### REQUIREMENT:
All records after this line are to be returned verbatim.
--- RECORD SET Enclosed Below ---
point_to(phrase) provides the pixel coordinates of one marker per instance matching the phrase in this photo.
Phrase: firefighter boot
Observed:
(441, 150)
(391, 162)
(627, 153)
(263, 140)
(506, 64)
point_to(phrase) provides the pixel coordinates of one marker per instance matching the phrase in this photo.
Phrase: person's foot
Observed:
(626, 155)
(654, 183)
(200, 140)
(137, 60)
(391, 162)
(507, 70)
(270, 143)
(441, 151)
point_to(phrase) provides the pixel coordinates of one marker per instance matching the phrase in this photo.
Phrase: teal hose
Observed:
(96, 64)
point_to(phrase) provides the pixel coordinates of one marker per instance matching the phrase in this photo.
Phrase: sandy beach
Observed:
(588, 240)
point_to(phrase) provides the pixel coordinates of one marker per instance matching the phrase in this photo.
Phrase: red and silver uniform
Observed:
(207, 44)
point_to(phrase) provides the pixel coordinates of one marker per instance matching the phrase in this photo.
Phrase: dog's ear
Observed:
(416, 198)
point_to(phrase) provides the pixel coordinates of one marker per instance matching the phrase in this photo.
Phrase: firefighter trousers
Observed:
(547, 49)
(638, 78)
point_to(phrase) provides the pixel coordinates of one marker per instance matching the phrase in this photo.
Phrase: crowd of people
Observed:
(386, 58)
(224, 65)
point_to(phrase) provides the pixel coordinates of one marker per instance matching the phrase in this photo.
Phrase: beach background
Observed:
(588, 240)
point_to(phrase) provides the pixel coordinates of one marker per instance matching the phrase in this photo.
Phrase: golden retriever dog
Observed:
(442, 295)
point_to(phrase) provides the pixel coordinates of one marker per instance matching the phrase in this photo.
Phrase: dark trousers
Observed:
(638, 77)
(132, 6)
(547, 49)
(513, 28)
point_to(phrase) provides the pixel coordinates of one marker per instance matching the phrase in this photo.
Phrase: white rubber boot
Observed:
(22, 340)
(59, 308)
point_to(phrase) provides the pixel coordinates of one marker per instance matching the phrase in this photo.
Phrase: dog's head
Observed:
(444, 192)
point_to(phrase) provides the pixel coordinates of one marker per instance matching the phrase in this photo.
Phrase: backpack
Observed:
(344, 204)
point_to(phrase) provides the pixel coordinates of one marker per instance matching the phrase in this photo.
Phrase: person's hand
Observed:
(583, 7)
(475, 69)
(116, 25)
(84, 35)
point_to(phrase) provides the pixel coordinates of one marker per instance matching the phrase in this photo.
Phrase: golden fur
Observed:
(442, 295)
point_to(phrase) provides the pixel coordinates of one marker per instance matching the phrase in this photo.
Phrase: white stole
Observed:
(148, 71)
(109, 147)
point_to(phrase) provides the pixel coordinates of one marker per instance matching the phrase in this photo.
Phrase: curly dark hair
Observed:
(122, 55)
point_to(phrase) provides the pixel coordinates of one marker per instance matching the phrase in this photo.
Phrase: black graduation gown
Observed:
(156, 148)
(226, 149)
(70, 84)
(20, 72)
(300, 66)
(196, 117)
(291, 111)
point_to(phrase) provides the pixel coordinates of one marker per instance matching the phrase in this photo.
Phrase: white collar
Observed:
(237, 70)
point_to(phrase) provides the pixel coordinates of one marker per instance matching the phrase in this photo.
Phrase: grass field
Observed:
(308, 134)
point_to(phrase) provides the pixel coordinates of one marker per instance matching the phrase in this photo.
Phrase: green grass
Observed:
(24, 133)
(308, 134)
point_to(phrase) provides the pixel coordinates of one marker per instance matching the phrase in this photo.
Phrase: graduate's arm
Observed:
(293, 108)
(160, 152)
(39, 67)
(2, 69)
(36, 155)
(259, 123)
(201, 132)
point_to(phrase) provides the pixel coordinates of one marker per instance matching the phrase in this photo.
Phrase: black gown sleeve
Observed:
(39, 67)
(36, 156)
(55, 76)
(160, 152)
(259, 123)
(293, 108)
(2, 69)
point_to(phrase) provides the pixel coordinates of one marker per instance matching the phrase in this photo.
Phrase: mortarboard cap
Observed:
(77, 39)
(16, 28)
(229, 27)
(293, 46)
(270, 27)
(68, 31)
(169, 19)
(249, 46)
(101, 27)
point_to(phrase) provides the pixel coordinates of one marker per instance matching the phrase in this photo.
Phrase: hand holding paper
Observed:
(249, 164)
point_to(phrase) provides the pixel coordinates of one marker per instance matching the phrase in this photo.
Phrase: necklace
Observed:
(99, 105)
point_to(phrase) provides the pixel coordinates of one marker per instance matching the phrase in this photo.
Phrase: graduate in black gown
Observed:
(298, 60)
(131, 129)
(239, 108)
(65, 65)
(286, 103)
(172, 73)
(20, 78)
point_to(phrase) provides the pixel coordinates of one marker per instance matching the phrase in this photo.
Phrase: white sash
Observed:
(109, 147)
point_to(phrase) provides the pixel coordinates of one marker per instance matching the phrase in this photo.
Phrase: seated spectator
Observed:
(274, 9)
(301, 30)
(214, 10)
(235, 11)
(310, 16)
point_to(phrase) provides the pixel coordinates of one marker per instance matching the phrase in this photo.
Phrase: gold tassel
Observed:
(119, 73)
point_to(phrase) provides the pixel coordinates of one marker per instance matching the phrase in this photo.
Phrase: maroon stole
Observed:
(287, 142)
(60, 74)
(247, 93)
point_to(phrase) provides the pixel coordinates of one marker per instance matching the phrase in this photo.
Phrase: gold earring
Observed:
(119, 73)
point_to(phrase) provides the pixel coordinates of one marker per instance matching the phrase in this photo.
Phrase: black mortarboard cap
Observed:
--- End of Enclosed RECORD SET ---
### EXERCISE OUTPUT:
point_to(phrase) provides the pixel coordinates of one marker per instance matching the phrase in this photo.
Phrase: firefighter boot
Observed:
(441, 150)
(391, 162)
(627, 153)
(263, 140)
(506, 64)
point_to(phrase) provides the pixel coordinates of one marker per instance matching the phrase in this photo.
Phrase: person's foot
Observed:
(626, 155)
(654, 183)
(200, 140)
(137, 60)
(391, 162)
(507, 70)
(270, 143)
(441, 151)
point_to(phrase) provides the pixel coordinates of one marker per instance matching the phrase in this photo.
Phrase: teal hose
Observed:
(96, 64)
point_to(phrase) provides the pixel coordinates of one marker per instance matching the phrase in this photo.
Phrase: sandy beach
Observed:
(588, 240)
point_to(phrase) provides the pixel coordinates of one marker per instance matching the phrase in this photo.
Phrase: red and silver uniform
Observed:
(207, 44)
point_to(phrase) provides the pixel coordinates of one marker per instance matching the phrase in this photo.
Phrase: dog's ear
Observed:
(416, 198)
point_to(phrase) provides the pixel coordinates of one marker per instance matching the phrase in this photo.
Phrase: firefighter trousers
Observed:
(547, 49)
(638, 78)
point_to(phrase) provides the pixel coordinates of one marker per instance matching the phrase in this photo.
Phrase: crowd of people
Observed:
(386, 58)
(224, 65)
point_to(phrase) provides the pixel coordinates of one marker per instance matching the phrase in this photo.
Phrase: beach background
Observed:
(588, 240)
point_to(phrase) provides the pixel coordinates of one marker per instance matching the phrase in this photo.
Phrase: golden retriever dog
Observed:
(442, 295)
point_to(phrase) provides the pixel coordinates of one marker per instance matching the phrase in this photo.
Phrase: dark trousers
Observed:
(638, 77)
(132, 6)
(547, 49)
(513, 28)
point_to(phrase) provides the pixel coordinates of one marker per instance matching the phrase in this photo.
Phrase: white rubber boot
Observed:
(22, 340)
(59, 308)
point_to(phrase) provides the pixel coordinates of one marker per instance matching the phrase in this photo.
Phrase: dog's head
Observed:
(444, 192)
point_to(phrase) provides the pixel coordinates of one marker per instance matching the phrase in this photo.
Phrase: backpack
Observed:
(344, 204)
point_to(phrase) provides the pixel coordinates of one marker per instance matching the phrase in this photo.
Phrase: person's hand
Observed:
(583, 7)
(475, 69)
(116, 25)
(84, 35)
point_to(phrase) provides the pixel coordinates of one marker per instance matching the phrase in this photo.
Phrase: golden fur
Observed:
(442, 295)
point_to(phrase) provides the pixel coordinates of one marker per instance matching the phrase in this photo.
Phrase: white stole
Observed:
(148, 71)
(109, 147)
point_to(phrase) provides the pixel coordinates of one marker per instance matching the phrase in this photo.
Phrase: curly dark hair
Observed:
(122, 55)
point_to(phrase) provides the pixel coordinates of one marker per instance matching the phrase in this photo.
Phrase: black graduation gown
Observed:
(156, 148)
(226, 149)
(70, 84)
(20, 72)
(300, 66)
(196, 117)
(291, 111)
point_to(phrase) provides the pixel coordinates of one marker per instance matching the phrase in this photo.
Phrase: white collar
Observed:
(237, 70)
point_to(phrase) provides the pixel coordinates of one marker per instance matching the phrase in this photo.
Phrase: grass field
Observed:
(308, 134)
point_to(phrase) provides the pixel coordinates of one marker per instance matching the phrase in this photo.
Phrase: green grass
Observed:
(24, 133)
(308, 134)
point_to(phrase) provides the pixel coordinates of one marker per instance matching the phrase in this photo.
Phrase: graduate's arm
Observed:
(293, 108)
(160, 152)
(39, 67)
(2, 69)
(36, 155)
(259, 123)
(201, 132)
point_to(phrase) provides the pixel coordinates of one marker per instance matching the phrase in this photo.
Phrase: black gown sleeve
Observed:
(39, 67)
(36, 156)
(55, 76)
(160, 152)
(259, 123)
(293, 108)
(2, 69)
point_to(phrase) provides the pixel coordinates of one marker per instance matching the phrase in this photo.
Phrase: mortarboard cap
Observed:
(77, 39)
(16, 28)
(229, 27)
(293, 46)
(270, 27)
(68, 31)
(169, 19)
(249, 46)
(101, 27)
point_to(phrase) provides the pixel coordinates of one marker per instance matching the phrase in this photo.
Phrase: hand holding paper
Observed:
(249, 164)
point_to(phrase) provides the pixel coordinates of one marker per instance matching the phrase in this photo.
Phrase: necklace
Observed:
(99, 105)
point_to(phrase) provides the pixel coordinates of one marker per instance matching the phrase in this photo.
Phrase: graduate in black gown
Observed:
(298, 60)
(131, 129)
(239, 108)
(65, 65)
(286, 103)
(172, 73)
(20, 78)
point_to(phrase) provides the pixel coordinates of one marker per instance matching the phrase in this photo.
Phrase: white sash
Observed:
(109, 147)
point_to(phrase) provides the pixel coordinates of one marker per instance matching the phrase in this photo.
Phrase: seated spectator
Observed:
(274, 9)
(301, 30)
(214, 10)
(235, 11)
(310, 16)
point_to(phrase) provides the pixel coordinates of one marker per instance matching the phrase in this photo.
Phrase: gold tassel
Observed:
(119, 73)
point_to(phrase) provides the pixel coordinates of one marker per instance matching the phrase in this photo.
Phrase: maroon stole
Observed:
(287, 142)
(60, 74)
(247, 93)
point_to(phrase) provides the pixel coordinates of one marker per instance matching the phrase in this photo.
Phrase: gold earring
Observed:
(119, 73)
point_to(phrase) provides the pixel coordinates of one marker per instance matching the phrase in this photo.
Phrase: black mortarboard cap
Observed:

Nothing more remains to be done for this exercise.